What to produce. Only a single number is expected: how many lines of the data hold the word "tiger".

((

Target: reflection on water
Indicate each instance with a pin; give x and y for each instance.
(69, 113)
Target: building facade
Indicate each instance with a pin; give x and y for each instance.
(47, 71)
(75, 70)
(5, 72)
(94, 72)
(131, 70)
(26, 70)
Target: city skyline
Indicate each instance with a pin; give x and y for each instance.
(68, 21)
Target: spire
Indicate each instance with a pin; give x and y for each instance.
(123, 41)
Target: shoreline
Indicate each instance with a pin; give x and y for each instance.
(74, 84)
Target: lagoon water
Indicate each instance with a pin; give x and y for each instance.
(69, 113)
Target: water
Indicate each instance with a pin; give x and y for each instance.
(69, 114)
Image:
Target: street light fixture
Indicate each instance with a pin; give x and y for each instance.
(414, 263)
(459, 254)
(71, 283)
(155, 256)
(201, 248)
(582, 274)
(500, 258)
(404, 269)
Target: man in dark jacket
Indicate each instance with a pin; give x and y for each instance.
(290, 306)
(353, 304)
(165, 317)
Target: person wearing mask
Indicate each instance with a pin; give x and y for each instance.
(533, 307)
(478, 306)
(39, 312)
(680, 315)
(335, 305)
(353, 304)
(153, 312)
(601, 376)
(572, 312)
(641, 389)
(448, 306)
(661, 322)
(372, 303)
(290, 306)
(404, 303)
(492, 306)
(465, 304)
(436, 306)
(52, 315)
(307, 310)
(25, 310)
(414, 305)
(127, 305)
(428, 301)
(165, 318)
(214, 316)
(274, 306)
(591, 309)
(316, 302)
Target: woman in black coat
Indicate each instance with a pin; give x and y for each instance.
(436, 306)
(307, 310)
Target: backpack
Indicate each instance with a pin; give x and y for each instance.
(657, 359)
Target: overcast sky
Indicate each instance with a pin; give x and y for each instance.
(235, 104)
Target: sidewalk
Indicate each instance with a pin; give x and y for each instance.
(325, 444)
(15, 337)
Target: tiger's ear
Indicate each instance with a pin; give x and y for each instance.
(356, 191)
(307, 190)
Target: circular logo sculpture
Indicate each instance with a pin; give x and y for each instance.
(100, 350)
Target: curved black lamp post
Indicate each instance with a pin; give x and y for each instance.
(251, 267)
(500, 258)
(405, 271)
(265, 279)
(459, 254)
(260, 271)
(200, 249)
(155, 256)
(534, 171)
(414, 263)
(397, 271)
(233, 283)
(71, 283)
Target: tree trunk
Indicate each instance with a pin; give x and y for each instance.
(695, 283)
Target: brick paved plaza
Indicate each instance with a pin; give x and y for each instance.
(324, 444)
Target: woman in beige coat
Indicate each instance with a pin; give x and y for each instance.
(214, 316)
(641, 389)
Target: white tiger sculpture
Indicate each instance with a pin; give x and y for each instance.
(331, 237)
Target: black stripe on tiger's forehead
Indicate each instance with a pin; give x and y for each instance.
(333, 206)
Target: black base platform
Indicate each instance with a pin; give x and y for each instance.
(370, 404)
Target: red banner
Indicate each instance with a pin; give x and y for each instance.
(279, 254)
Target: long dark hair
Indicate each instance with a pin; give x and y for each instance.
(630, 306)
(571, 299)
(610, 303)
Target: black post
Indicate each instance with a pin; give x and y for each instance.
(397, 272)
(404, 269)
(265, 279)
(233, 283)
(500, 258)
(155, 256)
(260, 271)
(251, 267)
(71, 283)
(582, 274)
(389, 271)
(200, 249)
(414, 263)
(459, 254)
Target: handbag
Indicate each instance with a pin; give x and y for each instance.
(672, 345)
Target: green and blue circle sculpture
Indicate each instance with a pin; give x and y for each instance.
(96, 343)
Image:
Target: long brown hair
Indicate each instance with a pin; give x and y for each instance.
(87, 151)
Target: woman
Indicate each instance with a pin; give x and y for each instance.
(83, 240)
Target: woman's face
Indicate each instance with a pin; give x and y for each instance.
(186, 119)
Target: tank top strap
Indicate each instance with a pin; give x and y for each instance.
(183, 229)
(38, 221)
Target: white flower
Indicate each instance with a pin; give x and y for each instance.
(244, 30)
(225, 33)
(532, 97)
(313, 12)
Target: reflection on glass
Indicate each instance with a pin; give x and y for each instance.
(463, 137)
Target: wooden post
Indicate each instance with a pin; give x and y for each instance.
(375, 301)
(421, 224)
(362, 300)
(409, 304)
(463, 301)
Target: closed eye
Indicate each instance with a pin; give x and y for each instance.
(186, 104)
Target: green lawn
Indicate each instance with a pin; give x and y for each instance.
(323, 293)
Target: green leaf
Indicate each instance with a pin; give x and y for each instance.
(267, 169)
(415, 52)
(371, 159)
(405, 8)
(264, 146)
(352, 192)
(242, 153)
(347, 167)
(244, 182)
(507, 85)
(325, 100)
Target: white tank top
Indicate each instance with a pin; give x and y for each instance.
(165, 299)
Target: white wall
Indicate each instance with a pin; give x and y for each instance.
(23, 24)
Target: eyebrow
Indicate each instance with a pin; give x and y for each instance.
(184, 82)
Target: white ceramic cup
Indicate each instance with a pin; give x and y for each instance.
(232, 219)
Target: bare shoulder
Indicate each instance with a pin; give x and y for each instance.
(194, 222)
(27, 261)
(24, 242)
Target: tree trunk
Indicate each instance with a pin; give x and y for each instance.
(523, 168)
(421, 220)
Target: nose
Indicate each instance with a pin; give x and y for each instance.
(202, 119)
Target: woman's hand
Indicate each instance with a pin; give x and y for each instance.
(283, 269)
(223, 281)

))

Answer area. 3